### EXCERPT PROVIDED
Handle scattering signal in FEEMs

Description

Remove or interpolate scattering signal in individual FEEM objects, FEEM cube objects, or lists of them.

Usage

  feemscatter(x, ...)
  ## S3 method for class 'list'
feemscatter(x, ..., cl, progress = TRUE)
  ## S3 method for class 'feemcube'
feemscatter(x, ..., cl, progress = TRUE)
  ## S3 method for class 'feem'
feemscatter(
    x, widths, method = c("omit", "pchip", "loess", "kriging", "whittaker"),
    add.zeroes = 30, Raman.shift = 3400, ...
  )

Arguments

x

An individual FEEM object, FEEM cube object, or a list of them, to handle the scattering signal in.

widths

A numeric vector or a list containing the half-widths of the scattering bands, in nm. Rayleigh scattering is followed by Raman scattering, followed by second diffraction order for Rayleigh and Raman, and so on. (Typically, there's no need for anything higher than third order, and even that is rare.) For example:

Rayleigh scattering
Raman scattering
Rayleigh scattering, 2\lambda
Raman scattering, 2\lambda
...

For higher diffraction orders, the peak widths are proportionally scaled, making it possible to provide the same number for all kinds of scattering visible in the EEM. Set a width to 0 if you don't want to handle this particular kind of scattering signal.

It's possible to specify the bands asymmetrically. If the area to be corrected should range from x nm to the left of the scattering peak to y nm to the right of it, pass a list instead of a vector, and put a two-element vector c(x, y) for the appropriate kind of scattering. For example, passing widths = list(c(30, 20), 20) means “handle -30 nm to the left and +20 nm to the right of Rayleigh peak and \pm 20 nm around Raman peak”.

To sum up, given two half-widths W_1 and W_2, the test for being inside a kth diffraction order of a scattering band is as follows:

-W_1 < \frac{\lambda_\mathrm{center}}{k} - \lambda_\mathrm{em} < +W_2

In this example, a much larger portion of the anti-Stokes area is removed near the first order Rayleigh scattering signal than in the Stokes area. This can be useful to get rid of undesired signal where no fluorescence is observed on some spectrometers. The second and third order scattering signal areas are automatically scaled 2 and 3 times, respectively.

method

A string choosing how to handle the scattering signal:

omit: Replace it with NA.
pchip: Interpolate it line-by-line using piecewise cubic Hermitean polynomials (pchip). Pass a by argument to choose the direction of interpolation; see Details.

### SHORT TASK 1
Echo the passage of the FEEM scattering documentation from "To sum up, given" to "3 times, respectively.".
The text and the records are unrelated to each other.

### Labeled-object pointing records
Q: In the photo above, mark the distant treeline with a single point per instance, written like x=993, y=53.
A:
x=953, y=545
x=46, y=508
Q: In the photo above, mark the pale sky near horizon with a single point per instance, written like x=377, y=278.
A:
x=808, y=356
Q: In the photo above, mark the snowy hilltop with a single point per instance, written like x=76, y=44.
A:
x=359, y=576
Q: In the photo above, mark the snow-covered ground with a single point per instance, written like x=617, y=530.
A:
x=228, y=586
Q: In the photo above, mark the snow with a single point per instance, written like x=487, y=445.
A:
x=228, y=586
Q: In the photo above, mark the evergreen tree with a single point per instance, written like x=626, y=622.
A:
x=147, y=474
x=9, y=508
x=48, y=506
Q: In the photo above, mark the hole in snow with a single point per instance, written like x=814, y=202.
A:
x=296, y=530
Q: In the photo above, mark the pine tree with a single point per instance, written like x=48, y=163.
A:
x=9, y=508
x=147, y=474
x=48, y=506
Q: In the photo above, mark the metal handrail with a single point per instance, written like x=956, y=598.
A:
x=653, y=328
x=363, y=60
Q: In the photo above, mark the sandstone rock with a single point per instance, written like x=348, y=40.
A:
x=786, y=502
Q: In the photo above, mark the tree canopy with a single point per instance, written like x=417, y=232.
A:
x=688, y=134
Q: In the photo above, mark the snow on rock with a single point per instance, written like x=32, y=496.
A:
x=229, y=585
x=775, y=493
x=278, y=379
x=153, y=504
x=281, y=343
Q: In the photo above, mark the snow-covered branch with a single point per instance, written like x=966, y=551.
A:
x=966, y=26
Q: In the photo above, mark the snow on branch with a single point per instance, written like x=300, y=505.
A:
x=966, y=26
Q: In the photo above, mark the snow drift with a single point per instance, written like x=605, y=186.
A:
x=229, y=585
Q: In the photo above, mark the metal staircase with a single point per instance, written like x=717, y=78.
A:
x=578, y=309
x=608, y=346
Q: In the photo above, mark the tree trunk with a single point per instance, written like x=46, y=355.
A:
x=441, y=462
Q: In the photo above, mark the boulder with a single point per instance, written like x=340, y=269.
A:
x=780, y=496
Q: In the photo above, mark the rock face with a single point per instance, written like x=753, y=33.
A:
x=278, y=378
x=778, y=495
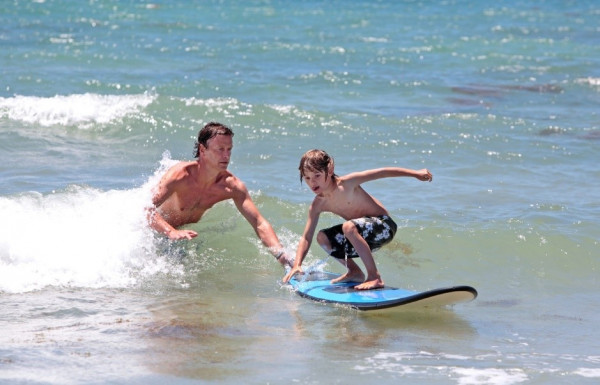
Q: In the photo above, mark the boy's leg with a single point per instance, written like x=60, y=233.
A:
x=373, y=280
x=354, y=273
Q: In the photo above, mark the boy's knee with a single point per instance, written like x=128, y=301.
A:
x=323, y=240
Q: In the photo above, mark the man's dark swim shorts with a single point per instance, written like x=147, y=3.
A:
x=377, y=231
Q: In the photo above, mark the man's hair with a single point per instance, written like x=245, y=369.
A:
x=315, y=160
x=208, y=132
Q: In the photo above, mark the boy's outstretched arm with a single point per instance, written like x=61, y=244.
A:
x=361, y=177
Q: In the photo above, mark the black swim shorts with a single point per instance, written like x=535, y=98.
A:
x=377, y=231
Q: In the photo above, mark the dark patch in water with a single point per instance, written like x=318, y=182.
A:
x=499, y=303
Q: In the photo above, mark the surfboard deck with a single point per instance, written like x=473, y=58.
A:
x=316, y=286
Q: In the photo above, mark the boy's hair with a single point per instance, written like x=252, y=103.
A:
x=208, y=132
x=315, y=160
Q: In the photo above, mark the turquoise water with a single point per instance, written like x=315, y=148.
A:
x=498, y=99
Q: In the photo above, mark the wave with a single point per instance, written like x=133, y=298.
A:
x=77, y=109
x=79, y=237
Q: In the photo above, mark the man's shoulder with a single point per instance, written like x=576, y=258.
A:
x=179, y=171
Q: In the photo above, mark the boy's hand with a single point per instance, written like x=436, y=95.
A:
x=291, y=273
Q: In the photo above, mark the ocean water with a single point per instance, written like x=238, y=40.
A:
x=498, y=99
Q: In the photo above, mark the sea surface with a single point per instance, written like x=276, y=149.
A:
x=498, y=99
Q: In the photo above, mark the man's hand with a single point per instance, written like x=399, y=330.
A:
x=424, y=175
x=176, y=235
x=291, y=273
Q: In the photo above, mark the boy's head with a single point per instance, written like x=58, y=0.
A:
x=208, y=132
x=316, y=160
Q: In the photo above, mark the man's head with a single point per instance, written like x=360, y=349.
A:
x=208, y=132
x=316, y=161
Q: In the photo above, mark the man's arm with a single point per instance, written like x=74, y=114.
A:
x=261, y=226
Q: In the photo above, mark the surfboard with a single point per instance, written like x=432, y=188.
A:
x=316, y=285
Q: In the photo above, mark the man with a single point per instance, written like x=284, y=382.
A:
x=188, y=189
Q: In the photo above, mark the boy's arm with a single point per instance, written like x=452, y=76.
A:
x=261, y=226
x=305, y=241
x=361, y=177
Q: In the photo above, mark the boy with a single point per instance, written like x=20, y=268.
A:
x=368, y=225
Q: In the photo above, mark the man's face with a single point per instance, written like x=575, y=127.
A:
x=218, y=152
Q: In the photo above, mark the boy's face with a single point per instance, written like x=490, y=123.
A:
x=318, y=181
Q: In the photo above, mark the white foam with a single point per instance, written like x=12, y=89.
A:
x=80, y=237
x=588, y=372
x=78, y=109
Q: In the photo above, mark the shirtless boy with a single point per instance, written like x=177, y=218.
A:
x=368, y=225
x=188, y=189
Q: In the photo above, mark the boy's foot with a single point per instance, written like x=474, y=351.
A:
x=350, y=277
x=370, y=285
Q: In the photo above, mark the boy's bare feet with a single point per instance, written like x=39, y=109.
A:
x=350, y=276
x=370, y=285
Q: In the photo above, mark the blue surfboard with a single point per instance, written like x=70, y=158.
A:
x=316, y=285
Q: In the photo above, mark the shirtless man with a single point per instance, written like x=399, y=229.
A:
x=367, y=225
x=188, y=189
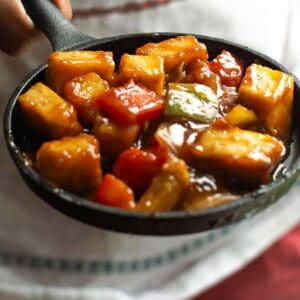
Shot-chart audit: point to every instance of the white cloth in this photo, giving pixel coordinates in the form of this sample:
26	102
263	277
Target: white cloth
46	255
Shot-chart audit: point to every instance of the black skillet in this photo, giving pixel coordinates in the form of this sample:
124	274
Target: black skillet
20	140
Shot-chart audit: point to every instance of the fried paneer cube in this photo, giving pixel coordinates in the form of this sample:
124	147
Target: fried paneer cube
247	155
115	137
145	69
241	117
73	163
81	92
176	50
64	66
47	113
270	94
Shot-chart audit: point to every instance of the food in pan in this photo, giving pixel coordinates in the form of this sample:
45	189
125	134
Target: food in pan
165	128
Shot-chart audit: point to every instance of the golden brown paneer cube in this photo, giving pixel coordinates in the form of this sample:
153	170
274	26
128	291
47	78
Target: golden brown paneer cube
114	137
145	69
64	66
248	155
81	92
176	50
269	93
73	163
47	113
241	117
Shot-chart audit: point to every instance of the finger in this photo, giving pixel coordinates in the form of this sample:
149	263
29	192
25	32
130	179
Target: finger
65	7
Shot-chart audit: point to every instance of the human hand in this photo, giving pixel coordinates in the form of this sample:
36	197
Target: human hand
17	31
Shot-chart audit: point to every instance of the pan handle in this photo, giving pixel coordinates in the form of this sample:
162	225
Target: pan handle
60	32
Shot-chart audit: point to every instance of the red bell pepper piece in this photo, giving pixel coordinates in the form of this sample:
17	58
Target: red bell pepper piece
137	167
228	67
131	103
114	192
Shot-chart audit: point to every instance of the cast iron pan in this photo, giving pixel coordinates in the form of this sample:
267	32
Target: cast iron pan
20	140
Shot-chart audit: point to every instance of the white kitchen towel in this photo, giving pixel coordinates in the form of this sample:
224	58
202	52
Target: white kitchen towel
46	255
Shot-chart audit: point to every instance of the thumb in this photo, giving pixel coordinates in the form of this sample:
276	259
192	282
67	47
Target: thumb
65	7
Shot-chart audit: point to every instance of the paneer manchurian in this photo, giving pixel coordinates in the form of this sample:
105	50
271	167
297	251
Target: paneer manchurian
165	129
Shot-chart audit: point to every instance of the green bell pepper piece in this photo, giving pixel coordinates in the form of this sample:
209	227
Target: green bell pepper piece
193	101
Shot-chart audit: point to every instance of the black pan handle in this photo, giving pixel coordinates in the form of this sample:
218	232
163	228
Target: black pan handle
60	32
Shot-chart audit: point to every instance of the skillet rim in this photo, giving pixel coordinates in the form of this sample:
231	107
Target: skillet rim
36	180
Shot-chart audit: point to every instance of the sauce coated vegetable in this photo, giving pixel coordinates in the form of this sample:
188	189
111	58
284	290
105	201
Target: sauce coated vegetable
168	128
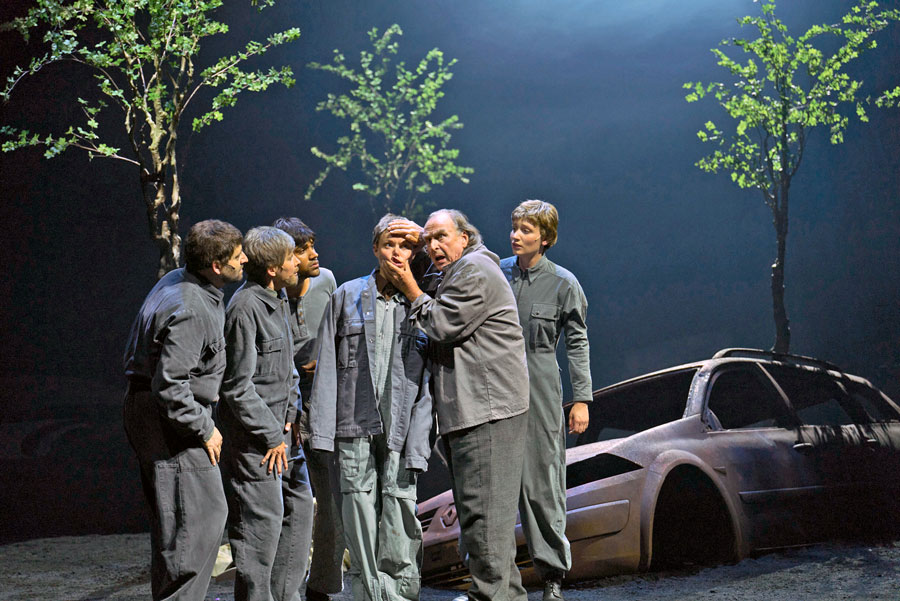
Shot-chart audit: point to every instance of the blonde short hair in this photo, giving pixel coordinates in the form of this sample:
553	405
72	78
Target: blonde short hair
542	214
266	247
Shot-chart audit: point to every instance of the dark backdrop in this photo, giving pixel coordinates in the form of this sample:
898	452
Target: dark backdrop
577	103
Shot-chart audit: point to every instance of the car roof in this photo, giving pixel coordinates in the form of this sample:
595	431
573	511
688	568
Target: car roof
738	355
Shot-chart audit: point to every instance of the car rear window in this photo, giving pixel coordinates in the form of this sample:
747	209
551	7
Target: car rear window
816	397
638	406
741	398
876	407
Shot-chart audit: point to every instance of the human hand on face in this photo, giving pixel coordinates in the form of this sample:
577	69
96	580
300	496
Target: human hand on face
410	230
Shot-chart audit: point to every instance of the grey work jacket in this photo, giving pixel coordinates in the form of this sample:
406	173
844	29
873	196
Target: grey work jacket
344	403
176	350
479	370
306	316
550	300
259	392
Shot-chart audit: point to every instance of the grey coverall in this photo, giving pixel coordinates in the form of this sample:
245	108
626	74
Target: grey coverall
270	516
370	396
550	301
174	361
325	569
481	395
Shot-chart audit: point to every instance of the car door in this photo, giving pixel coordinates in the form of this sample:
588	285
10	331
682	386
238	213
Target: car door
778	483
834	434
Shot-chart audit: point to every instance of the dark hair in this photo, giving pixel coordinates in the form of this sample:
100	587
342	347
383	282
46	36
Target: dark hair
299	231
208	241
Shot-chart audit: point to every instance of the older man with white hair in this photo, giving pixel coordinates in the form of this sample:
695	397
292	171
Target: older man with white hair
480	393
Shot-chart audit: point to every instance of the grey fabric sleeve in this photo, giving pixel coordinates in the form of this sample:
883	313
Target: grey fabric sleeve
577	346
323	402
418	443
458	311
238	389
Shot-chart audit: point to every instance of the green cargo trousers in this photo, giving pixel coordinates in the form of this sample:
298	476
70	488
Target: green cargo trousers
381	530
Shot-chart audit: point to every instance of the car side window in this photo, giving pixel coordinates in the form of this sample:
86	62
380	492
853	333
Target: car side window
637	406
816	397
742	399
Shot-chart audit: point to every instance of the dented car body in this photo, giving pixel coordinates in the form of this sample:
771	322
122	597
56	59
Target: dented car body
710	462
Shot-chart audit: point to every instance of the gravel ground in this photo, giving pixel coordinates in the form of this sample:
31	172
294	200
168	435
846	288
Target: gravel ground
113	568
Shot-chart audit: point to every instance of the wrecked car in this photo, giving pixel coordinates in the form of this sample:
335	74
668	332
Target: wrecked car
711	462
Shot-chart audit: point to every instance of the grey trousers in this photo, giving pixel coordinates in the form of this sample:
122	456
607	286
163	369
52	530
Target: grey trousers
269	528
380	525
325	570
486	476
542	505
185	498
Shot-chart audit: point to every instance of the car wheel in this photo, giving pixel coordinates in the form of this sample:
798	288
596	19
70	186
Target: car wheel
691	525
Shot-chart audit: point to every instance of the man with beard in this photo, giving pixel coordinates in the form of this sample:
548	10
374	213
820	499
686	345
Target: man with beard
308	298
174	361
270	505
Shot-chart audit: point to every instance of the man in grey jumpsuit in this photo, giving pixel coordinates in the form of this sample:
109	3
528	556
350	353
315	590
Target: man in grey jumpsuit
308	298
270	502
480	392
371	401
174	361
550	301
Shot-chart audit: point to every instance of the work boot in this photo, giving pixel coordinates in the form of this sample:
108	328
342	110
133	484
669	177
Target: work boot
552	591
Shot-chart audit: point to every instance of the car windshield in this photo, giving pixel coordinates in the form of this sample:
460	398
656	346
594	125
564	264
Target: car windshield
638	406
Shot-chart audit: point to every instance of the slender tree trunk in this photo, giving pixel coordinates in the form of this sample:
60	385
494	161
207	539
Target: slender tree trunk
162	221
782	324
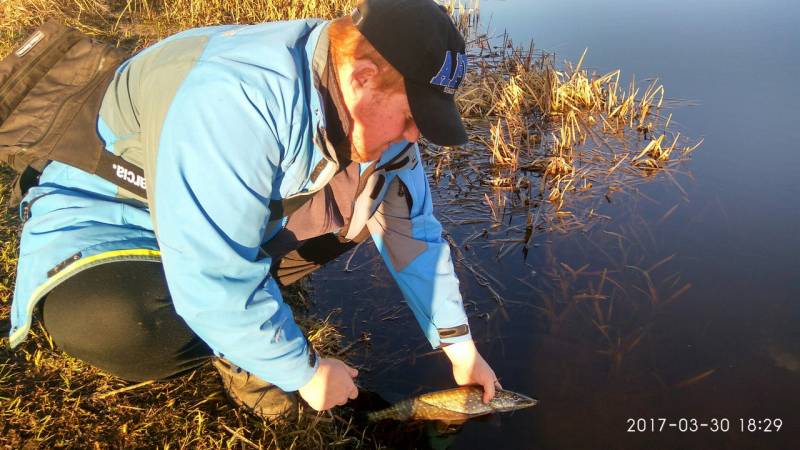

### SHORT TASK 2
Please duplicate the records from their first line to the line with "x=363, y=60", including both of those lines.

### RIGHT ANSWER 1
To sum up, given two half-widths W_1 and W_2, the test for being inside a kth diffraction order of a scattering band is as follows:

-W_1 < \frac{\lambda_\mathrm{center}}{k} - \lambda_\mathrm{em} < +W_2

In this example, a much larger portion of the anti-Stokes area is removed near the first order Rayleigh scattering signal than in the Stokes area. This can be useful to get rid of undesired signal where no fluorescence is observed on some spectrometers. The second and third order scattering signal areas are automatically scaled 2 and 3 times, respectively.

### RIGHT ANSWER 2
Q: In the photo above, mark the distant treeline with a single point per instance, written like x=993, y=53.
A:
x=953, y=545
x=46, y=508
Q: In the photo above, mark the pale sky near horizon with a single point per instance, written like x=377, y=278.
A:
x=808, y=356
Q: In the photo above, mark the snowy hilltop with a single point per instance, written like x=76, y=44.
A:
x=359, y=576
Q: In the photo above, mark the snow-covered ground with a single point per instance, written like x=617, y=530.
A:
x=228, y=586
Q: In the photo above, mark the snow with a single point per instance, written like x=487, y=445.
A:
x=228, y=586
Q: In the photo above, mark the evergreen tree with a single point per instance, written like x=626, y=622.
A:
x=147, y=474
x=9, y=508
x=48, y=506
Q: In the photo above, mark the hole in snow with a single point per instance, written like x=814, y=202.
A:
x=296, y=530
Q: In the photo above, mark the pine tree with a single point per instance, written like x=48, y=163.
A:
x=9, y=508
x=147, y=474
x=48, y=506
Q: In the photo above, mark the metal handrail with a single point per instance, written like x=956, y=598.
A:
x=653, y=328
x=363, y=60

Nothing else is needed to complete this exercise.